Referring expression pointing data
+ + + + +
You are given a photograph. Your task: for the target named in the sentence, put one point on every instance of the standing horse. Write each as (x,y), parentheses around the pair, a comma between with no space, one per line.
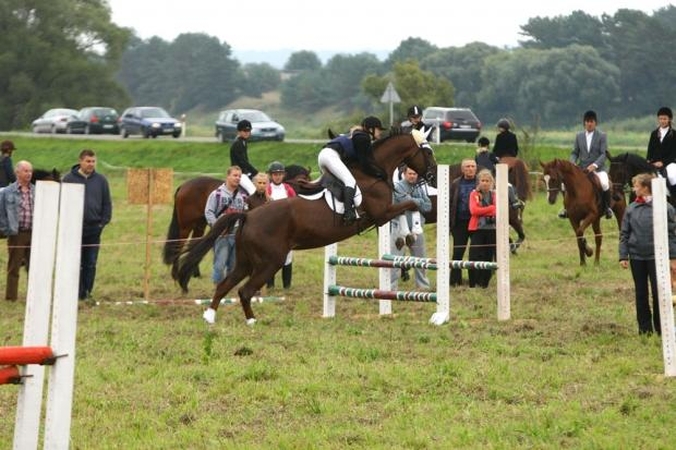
(582,200)
(627,165)
(519,177)
(187,219)
(265,235)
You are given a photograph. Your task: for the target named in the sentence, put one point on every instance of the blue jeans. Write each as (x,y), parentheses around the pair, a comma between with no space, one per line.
(224,257)
(91,240)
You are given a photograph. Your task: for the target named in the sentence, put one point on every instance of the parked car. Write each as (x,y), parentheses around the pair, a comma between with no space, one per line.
(263,128)
(53,121)
(453,123)
(148,121)
(94,120)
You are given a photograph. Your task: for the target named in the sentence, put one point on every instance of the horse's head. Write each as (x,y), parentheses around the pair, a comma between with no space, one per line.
(551,174)
(397,147)
(45,175)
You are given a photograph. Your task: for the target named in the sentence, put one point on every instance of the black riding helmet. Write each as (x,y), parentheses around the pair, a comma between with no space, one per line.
(244,125)
(503,123)
(414,111)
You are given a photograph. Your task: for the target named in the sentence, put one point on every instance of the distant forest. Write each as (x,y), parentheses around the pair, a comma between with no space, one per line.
(68,53)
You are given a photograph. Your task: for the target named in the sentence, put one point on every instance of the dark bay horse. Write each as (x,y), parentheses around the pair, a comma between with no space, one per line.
(582,200)
(190,198)
(266,234)
(624,167)
(519,176)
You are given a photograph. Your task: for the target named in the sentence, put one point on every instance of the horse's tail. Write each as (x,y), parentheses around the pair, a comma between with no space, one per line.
(171,245)
(522,180)
(185,265)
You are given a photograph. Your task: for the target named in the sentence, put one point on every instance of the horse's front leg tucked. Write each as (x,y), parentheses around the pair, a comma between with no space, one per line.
(394,210)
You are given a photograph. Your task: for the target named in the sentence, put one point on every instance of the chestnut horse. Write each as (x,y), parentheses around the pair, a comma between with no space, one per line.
(582,200)
(190,198)
(266,234)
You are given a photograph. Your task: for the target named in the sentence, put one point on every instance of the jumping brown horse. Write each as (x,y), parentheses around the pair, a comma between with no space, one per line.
(582,200)
(266,234)
(519,176)
(190,198)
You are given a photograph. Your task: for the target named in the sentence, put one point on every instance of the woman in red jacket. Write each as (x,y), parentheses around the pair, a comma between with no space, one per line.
(482,227)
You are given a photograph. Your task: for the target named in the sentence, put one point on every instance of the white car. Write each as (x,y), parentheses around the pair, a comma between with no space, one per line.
(53,121)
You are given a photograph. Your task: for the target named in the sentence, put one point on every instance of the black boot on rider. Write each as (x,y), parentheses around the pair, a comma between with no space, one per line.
(286,275)
(350,215)
(605,195)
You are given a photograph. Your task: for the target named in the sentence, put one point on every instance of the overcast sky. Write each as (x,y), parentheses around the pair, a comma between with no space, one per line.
(350,26)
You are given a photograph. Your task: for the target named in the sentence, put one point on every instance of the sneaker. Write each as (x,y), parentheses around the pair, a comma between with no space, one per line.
(209,316)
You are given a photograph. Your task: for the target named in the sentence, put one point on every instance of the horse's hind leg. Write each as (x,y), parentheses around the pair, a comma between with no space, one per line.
(253,285)
(225,286)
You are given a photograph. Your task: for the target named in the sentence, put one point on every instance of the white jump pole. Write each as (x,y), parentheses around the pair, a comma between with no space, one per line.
(384,274)
(502,243)
(64,317)
(329,279)
(38,312)
(661,240)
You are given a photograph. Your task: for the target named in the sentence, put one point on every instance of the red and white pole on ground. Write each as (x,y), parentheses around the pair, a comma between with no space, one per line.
(52,294)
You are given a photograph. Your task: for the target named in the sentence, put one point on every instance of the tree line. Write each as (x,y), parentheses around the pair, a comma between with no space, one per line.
(68,53)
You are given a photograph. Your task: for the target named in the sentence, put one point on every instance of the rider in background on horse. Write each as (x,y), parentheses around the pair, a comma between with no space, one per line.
(662,148)
(277,190)
(355,146)
(486,159)
(637,250)
(7,175)
(482,227)
(229,197)
(589,153)
(239,156)
(506,143)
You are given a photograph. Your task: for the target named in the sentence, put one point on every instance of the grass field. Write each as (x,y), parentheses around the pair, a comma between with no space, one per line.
(568,370)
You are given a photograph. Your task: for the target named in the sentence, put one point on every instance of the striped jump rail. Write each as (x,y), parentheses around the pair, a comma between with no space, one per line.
(454,264)
(407,296)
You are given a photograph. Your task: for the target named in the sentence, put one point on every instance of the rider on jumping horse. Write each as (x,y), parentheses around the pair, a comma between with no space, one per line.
(355,146)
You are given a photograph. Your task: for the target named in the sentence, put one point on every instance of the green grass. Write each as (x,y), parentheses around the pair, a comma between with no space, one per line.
(568,370)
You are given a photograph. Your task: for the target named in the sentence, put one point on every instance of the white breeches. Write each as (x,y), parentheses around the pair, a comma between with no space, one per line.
(329,159)
(671,173)
(247,184)
(603,179)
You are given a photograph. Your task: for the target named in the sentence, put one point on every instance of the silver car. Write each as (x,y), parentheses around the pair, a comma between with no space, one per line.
(53,121)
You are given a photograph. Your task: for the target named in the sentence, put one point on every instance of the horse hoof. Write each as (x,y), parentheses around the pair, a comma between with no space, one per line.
(209,316)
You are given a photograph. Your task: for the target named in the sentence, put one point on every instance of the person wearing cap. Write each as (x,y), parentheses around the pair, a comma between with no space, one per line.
(589,153)
(662,148)
(17,202)
(506,143)
(278,190)
(7,175)
(356,146)
(239,156)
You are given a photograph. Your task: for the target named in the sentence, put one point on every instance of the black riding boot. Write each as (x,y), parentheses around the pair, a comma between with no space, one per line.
(350,215)
(286,275)
(605,195)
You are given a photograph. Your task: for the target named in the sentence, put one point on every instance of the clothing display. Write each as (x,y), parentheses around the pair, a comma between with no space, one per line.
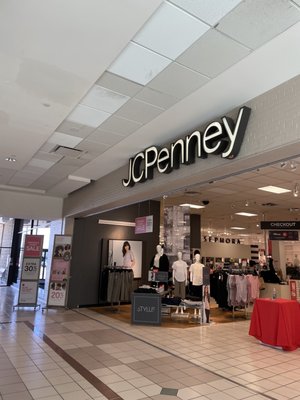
(128,259)
(179,268)
(116,284)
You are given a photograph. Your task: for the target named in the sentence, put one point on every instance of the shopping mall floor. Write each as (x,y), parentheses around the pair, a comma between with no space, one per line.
(80,354)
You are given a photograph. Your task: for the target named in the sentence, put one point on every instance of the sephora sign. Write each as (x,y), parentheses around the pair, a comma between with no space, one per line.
(220,138)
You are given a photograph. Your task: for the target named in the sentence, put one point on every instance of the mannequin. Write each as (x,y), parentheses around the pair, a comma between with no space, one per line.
(160,260)
(179,275)
(196,278)
(128,256)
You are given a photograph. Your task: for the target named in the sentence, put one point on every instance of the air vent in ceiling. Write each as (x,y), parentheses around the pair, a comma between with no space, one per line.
(67,151)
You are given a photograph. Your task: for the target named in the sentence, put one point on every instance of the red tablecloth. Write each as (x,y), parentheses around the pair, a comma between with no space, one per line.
(276,322)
+ + + + +
EXERCISE PROMPT
After locating the line with "the red tablecloth.", output that line and every later one exactly, through the end of the entries above.

SOLUTION
You are given a photograph. Your task: for the target named in the sentence, put one point on every instance of the red tablecloth. Write each as (x,y), parentheses around the pair, a comma between with no space, one per line.
(276,322)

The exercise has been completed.